BEGIN
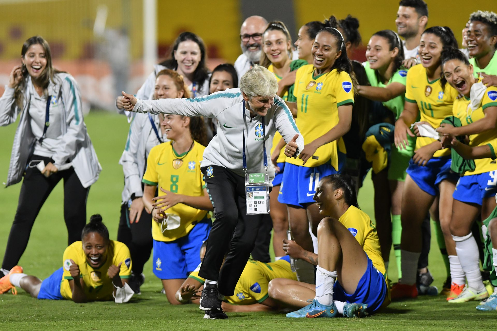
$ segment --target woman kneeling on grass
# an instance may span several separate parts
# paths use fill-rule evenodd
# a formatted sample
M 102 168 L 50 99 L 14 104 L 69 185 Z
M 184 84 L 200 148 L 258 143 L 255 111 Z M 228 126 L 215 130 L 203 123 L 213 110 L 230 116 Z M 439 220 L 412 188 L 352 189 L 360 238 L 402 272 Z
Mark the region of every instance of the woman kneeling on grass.
M 315 286 L 282 278 L 269 282 L 270 298 L 303 307 L 287 317 L 364 317 L 390 304 L 376 229 L 359 209 L 353 187 L 344 175 L 319 182 L 313 199 L 326 217 L 318 227 L 319 262 L 317 254 L 283 241 L 287 254 L 318 266 Z
M 43 281 L 22 273 L 16 265 L 0 279 L 0 293 L 19 286 L 33 298 L 72 300 L 79 303 L 111 300 L 128 302 L 134 293 L 127 284 L 131 273 L 129 250 L 122 243 L 109 240 L 109 231 L 100 215 L 93 215 L 83 229 L 81 241 L 66 249 L 63 267 Z M 75 280 L 79 280 L 75 281 Z

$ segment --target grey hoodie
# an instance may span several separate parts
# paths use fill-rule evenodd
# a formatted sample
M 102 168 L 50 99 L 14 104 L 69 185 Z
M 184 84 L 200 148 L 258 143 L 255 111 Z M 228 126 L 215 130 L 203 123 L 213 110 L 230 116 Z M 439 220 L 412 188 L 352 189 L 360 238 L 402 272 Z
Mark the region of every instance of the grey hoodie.
M 137 113 L 175 114 L 186 116 L 204 116 L 218 120 L 217 134 L 204 152 L 201 166 L 216 165 L 229 169 L 244 176 L 242 148 L 244 128 L 245 132 L 246 155 L 248 173 L 265 172 L 263 164 L 262 117 L 256 116 L 251 120 L 248 109 L 243 109 L 243 97 L 240 88 L 232 88 L 210 95 L 195 99 L 163 99 L 139 100 L 133 109 Z M 278 96 L 263 117 L 268 172 L 269 180 L 274 177 L 270 151 L 273 137 L 277 131 L 285 141 L 289 141 L 299 133 L 296 143 L 304 149 L 304 138 L 299 132 L 292 114 L 285 102 Z
M 87 188 L 96 181 L 102 168 L 83 121 L 80 89 L 74 78 L 69 73 L 57 73 L 54 80 L 55 83 L 51 80 L 49 83 L 48 95 L 56 97 L 57 104 L 59 101 L 62 102 L 62 120 L 60 125 L 62 136 L 61 143 L 52 158 L 56 167 L 68 161 L 72 162 L 81 184 Z M 24 101 L 22 109 L 19 109 L 15 104 L 14 89 L 5 86 L 5 92 L 0 98 L 0 126 L 14 123 L 20 113 L 14 136 L 6 186 L 19 183 L 22 179 L 31 146 L 36 138 L 29 121 L 29 111 L 31 105 L 29 91 L 32 90 L 32 84 L 31 78 L 28 77 L 23 92 Z M 50 110 L 53 109 L 53 105 L 51 105 Z

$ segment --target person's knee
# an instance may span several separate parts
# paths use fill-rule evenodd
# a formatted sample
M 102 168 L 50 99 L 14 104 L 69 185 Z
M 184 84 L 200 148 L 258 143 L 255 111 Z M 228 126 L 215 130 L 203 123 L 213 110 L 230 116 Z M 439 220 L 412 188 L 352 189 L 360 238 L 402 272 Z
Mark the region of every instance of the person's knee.
M 271 279 L 267 287 L 267 294 L 269 297 L 276 300 L 280 300 L 282 296 L 281 289 L 283 288 L 284 278 L 277 278 Z
M 449 225 L 449 230 L 452 235 L 457 237 L 467 236 L 471 232 L 469 226 L 462 222 L 458 221 L 451 221 Z
M 489 222 L 489 226 L 487 228 L 489 230 L 489 235 L 491 238 L 497 237 L 497 218 L 492 218 Z M 492 240 L 493 242 L 494 240 Z

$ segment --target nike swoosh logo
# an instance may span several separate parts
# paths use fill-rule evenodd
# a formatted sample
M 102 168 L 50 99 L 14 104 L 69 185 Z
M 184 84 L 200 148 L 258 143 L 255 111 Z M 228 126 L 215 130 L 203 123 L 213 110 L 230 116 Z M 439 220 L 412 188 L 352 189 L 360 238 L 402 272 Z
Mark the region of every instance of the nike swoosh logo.
M 315 314 L 313 315 L 311 315 L 310 314 L 308 313 L 307 315 L 306 315 L 306 317 L 308 317 L 310 319 L 313 318 L 314 317 L 317 317 L 318 316 L 319 316 L 320 315 L 324 314 L 326 311 L 326 310 L 323 310 L 323 311 Z

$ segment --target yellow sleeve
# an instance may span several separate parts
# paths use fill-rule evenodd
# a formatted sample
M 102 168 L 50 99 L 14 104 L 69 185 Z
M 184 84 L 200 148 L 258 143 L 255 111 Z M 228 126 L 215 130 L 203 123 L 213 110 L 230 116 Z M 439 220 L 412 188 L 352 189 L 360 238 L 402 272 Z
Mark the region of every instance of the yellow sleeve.
M 159 184 L 159 176 L 157 175 L 157 154 L 159 152 L 159 146 L 161 145 L 157 145 L 152 147 L 149 153 L 149 157 L 147 159 L 147 170 L 143 175 L 143 179 L 142 181 L 149 185 L 157 186 Z
M 190 274 L 188 275 L 188 278 L 193 278 L 195 280 L 197 280 L 200 282 L 200 284 L 203 284 L 205 282 L 205 279 L 198 275 L 198 271 L 200 269 L 200 265 L 201 265 L 202 264 L 201 263 L 198 265 L 198 266 L 197 267 L 196 269 L 190 272 Z
M 340 107 L 347 103 L 354 103 L 354 86 L 352 79 L 348 73 L 340 71 L 338 74 L 338 79 L 335 86 L 335 95 L 336 96 L 336 107 Z
M 297 96 L 298 94 L 298 92 L 297 92 L 297 90 L 298 89 L 298 88 L 299 85 L 299 81 L 300 80 L 300 77 L 302 75 L 302 72 L 304 72 L 304 68 L 305 68 L 306 66 L 301 66 L 300 68 L 297 69 L 297 72 L 295 73 L 295 82 L 294 83 L 294 84 L 295 84 L 295 87 L 293 88 L 293 96 L 295 97 L 296 98 L 297 98 Z
M 413 75 L 412 69 L 407 72 L 407 77 L 406 77 L 406 101 L 408 102 L 416 103 L 416 98 L 413 93 Z
M 490 86 L 485 91 L 482 100 L 482 108 L 485 110 L 489 107 L 497 106 L 497 87 Z
M 78 265 L 81 264 L 79 259 L 79 255 L 78 251 L 72 245 L 68 247 L 64 252 L 64 255 L 62 256 L 63 266 L 64 266 L 64 272 L 62 273 L 62 278 L 64 279 L 72 279 L 73 277 L 69 272 L 69 267 L 71 266 L 72 260 Z
M 364 229 L 365 223 L 362 218 L 356 220 L 351 217 L 350 215 L 347 216 L 342 224 L 347 228 L 347 230 L 352 234 L 361 246 L 363 246 L 366 240 L 366 231 Z
M 117 246 L 117 249 L 114 252 L 113 263 L 114 265 L 121 265 L 121 270 L 119 271 L 119 277 L 123 278 L 129 278 L 131 275 L 131 255 L 129 253 L 129 249 L 122 243 L 114 242 Z M 118 244 L 120 244 L 119 245 Z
END
● AIM OF THE TASK:
Locate every line in the items above that contains the word "nike" and copy each of those lines.

● EXPECTED ANSWER:
$ segment --target nike swoosh logo
Mark the region of every instance of the nike swoosh logo.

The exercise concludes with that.